**Text zum Lesen**
┄┄┄┄┄┄┄┄┄┄┄┄┄┄┄┄┄┄┄┄

Die Angeklagten waren in den organisierten Transport und Verkauf von Betäubungsmitteln, insbesondere Kokain und Amphetamin, involviert. Über einen längeren Zeitraum schmuggelten sie erhebliche Mengen an Drogen von den Niederlanden nach Skandinavien und Dänemark, wobei sie hohe Erlöse erzielten. Diese Gewinne wurden in bar transportiert und später von den Angeklagten genutzt oder weiterverteilt.

Im Zuge der Verurteilung ordnete das Landgericht Wuppertal nicht nur die Freiheitsstrafen an, sondern auch die Einziehung der durch die Taten erlangten Vermögenswerte gemäß § 73 StGB sowie die erweiterte Einziehung nach § 73a StGB. Letztere diente dazu, auch Vermögenswerte zu erfassen, die aus weiteren nicht konkret angeklagten Straftaten stammten. Darüber hinaus wurden Gegenstände, insbesondere zwei Porsche-Fahrzeuge, im Rahmen der selbständigen Einziehung nach § 76a StGB sichergestellt.

 

Rechtliche Würdigung

Die Entscheidung des BGH fokussierte sich auf die rechtlichen Voraussetzungen der Vermögensabschöpfung, insbesondere die erweiterte Einziehung nach § 73a Abs. 1 StGB in Verbindung mit § 73c Satz 1 StGB sowie die selbständige Einziehung nach § 76a Abs. 4 StGB.

1. Erweiterte Einziehung von Wertersatz (§ 73a StGB):Der BGH hob hervor, dass die Anwendung des § 73a Abs. 1 StGB in Verbindung mit § 73c Satz 1 StGB voraussetzt, dass der Gegenstand oder dessen Surrogat zum Zeitpunkt der Begehung der Anknüpfungstat noch im Vermögen des Täters oder Teilnehmers vorhanden war. Das bedeutet, dass nur dasjenige Vermögen, welches der Täter zur Tatzeit in seiner Verfügungsgewalt hatte, abgeschöpft werden kann. Vermögenswerte, die bereits vor der Anknüpfungstat verbraucht wurden oder erst nachträglich erlangt wurden, unterfallen dieser Einziehungsvorschrift nicht.

┄┄┄┄┄┄┄┄┄┄┄┄┄┄┄┄┄┄┄┄

**Datensätze im Auszug**
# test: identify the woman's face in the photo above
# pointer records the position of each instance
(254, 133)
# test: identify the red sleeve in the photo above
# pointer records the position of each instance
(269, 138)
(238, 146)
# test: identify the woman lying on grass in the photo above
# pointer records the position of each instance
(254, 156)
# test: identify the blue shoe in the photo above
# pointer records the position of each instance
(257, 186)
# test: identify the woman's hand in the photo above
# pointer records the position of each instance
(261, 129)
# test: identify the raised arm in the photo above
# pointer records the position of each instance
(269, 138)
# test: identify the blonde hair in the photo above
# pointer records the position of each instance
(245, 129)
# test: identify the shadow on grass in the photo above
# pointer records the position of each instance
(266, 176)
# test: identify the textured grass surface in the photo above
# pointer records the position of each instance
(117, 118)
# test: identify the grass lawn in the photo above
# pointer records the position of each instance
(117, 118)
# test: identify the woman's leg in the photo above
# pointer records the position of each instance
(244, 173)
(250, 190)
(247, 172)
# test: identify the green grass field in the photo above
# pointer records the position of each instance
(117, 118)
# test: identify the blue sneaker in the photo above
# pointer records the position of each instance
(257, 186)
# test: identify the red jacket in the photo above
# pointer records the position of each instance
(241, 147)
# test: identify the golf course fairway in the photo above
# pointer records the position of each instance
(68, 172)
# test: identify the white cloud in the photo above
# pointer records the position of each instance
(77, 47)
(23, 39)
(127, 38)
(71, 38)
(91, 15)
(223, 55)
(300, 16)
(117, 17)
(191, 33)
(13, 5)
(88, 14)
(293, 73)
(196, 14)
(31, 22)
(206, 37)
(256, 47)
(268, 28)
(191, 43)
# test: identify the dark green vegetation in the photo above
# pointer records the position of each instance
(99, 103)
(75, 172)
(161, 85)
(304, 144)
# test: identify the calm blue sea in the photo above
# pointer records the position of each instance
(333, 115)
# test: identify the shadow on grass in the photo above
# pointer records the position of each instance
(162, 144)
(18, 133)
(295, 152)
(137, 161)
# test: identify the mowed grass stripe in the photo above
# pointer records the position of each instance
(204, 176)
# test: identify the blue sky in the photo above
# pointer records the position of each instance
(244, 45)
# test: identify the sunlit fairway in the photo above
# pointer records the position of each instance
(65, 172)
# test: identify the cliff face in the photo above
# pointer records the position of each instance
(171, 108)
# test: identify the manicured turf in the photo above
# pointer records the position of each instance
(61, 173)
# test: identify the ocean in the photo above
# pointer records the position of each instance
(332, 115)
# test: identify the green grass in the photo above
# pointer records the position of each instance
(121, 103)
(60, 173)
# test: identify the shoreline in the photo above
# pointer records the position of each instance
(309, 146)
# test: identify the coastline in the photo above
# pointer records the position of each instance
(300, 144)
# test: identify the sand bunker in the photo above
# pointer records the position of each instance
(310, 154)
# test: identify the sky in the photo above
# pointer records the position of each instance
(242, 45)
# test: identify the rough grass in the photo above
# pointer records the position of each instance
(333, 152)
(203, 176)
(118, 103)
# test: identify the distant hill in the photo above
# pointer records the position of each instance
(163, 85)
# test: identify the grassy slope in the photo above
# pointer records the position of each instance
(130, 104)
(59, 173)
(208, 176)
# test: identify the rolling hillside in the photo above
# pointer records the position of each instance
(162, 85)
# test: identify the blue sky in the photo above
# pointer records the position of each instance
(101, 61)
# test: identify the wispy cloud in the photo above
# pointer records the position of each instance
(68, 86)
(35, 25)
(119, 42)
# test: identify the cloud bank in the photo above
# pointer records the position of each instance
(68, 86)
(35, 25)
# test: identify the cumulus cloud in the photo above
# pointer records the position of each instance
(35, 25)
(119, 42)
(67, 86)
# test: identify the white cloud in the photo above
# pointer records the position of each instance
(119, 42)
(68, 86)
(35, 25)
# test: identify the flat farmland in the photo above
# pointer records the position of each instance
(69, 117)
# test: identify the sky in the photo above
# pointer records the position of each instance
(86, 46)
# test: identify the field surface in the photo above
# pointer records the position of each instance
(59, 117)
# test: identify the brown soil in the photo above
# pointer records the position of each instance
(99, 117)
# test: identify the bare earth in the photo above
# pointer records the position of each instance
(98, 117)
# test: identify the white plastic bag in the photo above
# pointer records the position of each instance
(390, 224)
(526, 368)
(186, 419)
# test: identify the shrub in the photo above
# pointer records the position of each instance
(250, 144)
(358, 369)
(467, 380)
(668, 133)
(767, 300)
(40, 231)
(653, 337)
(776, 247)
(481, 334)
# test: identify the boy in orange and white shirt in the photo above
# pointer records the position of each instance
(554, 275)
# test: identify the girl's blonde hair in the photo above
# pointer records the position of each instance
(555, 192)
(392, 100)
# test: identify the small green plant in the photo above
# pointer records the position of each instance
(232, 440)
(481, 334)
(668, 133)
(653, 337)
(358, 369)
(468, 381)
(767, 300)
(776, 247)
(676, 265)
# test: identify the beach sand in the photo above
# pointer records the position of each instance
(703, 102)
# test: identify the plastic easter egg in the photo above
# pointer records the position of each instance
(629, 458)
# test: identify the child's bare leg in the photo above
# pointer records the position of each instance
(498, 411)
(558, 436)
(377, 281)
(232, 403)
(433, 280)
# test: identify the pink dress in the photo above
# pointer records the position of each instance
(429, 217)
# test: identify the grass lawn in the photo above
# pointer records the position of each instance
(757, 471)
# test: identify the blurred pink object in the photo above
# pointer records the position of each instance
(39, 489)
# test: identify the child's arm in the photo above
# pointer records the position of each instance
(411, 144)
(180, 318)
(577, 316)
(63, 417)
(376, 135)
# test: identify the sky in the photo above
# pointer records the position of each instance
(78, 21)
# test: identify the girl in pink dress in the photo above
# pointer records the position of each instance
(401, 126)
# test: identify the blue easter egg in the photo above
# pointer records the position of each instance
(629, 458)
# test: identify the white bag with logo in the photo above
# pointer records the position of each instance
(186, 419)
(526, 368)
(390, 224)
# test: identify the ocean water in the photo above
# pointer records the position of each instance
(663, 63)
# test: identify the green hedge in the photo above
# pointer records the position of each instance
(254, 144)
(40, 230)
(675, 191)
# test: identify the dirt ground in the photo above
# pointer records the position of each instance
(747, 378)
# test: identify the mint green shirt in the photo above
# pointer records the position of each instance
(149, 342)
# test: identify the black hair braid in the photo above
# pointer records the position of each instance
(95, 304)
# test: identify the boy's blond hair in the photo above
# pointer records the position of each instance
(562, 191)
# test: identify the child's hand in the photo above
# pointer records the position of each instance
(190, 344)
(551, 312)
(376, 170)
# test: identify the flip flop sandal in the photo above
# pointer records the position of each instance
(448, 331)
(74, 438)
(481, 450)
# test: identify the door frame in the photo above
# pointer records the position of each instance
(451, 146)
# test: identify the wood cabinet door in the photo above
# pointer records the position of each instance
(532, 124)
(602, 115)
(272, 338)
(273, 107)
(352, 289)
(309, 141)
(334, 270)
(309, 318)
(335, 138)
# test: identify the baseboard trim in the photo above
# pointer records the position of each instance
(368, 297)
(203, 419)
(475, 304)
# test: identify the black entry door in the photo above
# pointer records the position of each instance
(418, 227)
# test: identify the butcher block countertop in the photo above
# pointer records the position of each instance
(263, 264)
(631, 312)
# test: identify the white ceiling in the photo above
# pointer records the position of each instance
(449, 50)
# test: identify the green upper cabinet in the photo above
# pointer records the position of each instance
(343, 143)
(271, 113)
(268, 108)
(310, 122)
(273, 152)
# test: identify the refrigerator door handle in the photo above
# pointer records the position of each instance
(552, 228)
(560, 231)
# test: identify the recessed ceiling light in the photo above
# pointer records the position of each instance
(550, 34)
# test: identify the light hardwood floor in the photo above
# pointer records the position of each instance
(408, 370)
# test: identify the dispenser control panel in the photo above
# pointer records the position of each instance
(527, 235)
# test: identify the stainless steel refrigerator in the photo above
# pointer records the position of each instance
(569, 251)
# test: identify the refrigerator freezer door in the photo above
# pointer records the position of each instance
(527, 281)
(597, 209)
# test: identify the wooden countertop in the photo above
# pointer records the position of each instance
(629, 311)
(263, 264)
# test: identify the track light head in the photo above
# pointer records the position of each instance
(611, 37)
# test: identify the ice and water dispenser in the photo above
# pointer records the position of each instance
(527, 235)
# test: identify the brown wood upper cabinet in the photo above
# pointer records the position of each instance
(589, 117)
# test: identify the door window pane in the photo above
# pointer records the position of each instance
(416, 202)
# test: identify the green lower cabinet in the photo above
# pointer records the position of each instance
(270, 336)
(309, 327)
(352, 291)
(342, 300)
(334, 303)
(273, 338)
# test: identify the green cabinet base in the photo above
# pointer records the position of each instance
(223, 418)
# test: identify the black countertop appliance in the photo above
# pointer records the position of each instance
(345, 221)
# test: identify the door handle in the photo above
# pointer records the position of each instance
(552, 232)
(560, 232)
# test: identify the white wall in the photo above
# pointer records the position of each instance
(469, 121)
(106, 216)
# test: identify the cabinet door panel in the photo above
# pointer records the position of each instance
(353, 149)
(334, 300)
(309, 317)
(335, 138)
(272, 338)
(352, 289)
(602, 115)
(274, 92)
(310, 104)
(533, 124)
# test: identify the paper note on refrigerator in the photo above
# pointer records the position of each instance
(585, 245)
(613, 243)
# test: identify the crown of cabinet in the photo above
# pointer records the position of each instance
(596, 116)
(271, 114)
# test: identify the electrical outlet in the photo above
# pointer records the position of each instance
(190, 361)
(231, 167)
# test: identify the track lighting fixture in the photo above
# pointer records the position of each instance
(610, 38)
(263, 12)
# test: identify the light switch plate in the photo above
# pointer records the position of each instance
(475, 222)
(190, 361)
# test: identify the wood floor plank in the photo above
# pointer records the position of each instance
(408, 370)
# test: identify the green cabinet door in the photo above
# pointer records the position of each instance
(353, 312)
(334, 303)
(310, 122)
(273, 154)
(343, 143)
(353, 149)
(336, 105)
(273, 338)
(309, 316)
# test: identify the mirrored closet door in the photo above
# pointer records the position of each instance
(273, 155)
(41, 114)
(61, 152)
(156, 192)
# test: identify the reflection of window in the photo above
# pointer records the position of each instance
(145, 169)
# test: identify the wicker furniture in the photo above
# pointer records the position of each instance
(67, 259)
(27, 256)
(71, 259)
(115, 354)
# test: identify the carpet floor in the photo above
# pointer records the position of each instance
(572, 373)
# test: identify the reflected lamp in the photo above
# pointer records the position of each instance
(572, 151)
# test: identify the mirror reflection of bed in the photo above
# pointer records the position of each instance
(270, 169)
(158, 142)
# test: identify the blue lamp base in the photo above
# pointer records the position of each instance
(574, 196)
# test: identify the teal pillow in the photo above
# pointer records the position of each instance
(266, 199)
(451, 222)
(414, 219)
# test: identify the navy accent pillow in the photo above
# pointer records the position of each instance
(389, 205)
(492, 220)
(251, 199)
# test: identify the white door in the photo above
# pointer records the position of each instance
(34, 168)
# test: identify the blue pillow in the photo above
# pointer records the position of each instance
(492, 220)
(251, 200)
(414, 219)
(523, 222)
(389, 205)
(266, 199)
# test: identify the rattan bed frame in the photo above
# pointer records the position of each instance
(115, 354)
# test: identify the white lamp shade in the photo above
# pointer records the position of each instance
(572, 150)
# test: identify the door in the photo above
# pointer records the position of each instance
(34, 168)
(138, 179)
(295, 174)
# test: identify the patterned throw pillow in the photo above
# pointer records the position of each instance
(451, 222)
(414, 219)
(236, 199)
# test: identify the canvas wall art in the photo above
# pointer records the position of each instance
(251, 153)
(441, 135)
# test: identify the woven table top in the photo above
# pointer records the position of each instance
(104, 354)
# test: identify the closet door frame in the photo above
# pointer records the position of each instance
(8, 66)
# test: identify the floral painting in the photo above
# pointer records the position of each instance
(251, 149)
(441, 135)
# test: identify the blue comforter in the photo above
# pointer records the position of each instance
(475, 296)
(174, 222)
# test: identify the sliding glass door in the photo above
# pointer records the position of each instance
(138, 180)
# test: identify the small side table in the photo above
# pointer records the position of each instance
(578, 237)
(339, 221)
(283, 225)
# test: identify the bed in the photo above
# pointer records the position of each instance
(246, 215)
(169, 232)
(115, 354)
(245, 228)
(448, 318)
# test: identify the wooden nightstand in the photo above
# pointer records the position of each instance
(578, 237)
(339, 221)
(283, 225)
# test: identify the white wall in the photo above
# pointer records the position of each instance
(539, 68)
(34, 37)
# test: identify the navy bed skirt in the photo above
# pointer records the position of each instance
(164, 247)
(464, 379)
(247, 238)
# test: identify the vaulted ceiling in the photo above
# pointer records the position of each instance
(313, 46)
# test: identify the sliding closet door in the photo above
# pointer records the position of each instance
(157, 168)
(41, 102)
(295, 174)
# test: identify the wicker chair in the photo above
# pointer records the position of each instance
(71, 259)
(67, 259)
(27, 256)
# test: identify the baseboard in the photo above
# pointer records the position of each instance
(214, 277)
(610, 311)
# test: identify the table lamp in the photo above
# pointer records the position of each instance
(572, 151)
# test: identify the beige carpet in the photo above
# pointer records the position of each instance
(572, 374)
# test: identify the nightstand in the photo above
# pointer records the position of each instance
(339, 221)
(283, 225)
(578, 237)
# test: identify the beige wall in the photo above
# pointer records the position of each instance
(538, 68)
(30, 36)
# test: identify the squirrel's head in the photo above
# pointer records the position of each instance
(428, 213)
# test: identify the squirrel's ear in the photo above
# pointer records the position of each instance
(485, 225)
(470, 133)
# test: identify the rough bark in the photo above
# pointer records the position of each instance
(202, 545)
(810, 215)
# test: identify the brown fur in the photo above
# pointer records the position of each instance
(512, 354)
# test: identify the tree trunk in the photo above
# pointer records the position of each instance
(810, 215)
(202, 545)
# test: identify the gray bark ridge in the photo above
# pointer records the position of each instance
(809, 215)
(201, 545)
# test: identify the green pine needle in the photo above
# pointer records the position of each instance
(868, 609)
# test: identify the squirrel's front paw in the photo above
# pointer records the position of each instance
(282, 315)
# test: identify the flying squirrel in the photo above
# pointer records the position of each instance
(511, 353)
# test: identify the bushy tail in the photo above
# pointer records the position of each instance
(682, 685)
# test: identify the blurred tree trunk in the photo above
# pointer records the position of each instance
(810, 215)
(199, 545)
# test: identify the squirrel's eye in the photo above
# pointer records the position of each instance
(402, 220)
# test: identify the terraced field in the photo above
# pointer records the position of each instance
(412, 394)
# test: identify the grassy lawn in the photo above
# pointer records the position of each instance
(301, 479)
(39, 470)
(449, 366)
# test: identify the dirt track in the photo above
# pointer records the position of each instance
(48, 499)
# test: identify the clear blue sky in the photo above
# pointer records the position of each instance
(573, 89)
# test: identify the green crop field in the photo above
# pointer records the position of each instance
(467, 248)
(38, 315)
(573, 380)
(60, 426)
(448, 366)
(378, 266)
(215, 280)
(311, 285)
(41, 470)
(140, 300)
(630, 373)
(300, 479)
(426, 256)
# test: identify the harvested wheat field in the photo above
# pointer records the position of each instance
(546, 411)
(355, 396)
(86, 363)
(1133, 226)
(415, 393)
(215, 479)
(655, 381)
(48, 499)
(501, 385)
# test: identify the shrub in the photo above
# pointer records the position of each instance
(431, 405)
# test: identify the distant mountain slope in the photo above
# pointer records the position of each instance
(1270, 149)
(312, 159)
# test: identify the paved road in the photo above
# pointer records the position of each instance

┄┄┄┄┄┄┄┄┄┄┄┄┄┄┄┄┄┄┄┄

**Aufgabe**
Beantworte kurz drei Fragen zum Text über die Einziehung von Drogengewinnen:
(a) Mit welchen Betäubungsmitteln hatten die Angeklagten vor allem zu tun?
(b) Welches Gericht ordnete die Freiheitsstrafen an?
(c) Welche Vermögenswerte fallen laut BGH nicht unter die erweiterte Einziehung nach § 73a Abs. 1 StGB?
Die Datensätze braucht man hier nicht.

**Musterlösung**
(a) Vor allem mit Kokain und Amphetamin.
(b) Das Landgericht Wuppertal.
(c) Vermögenswerte, die schon vor der Anknüpfungstat verbraucht oder erst danach erlangt wurden.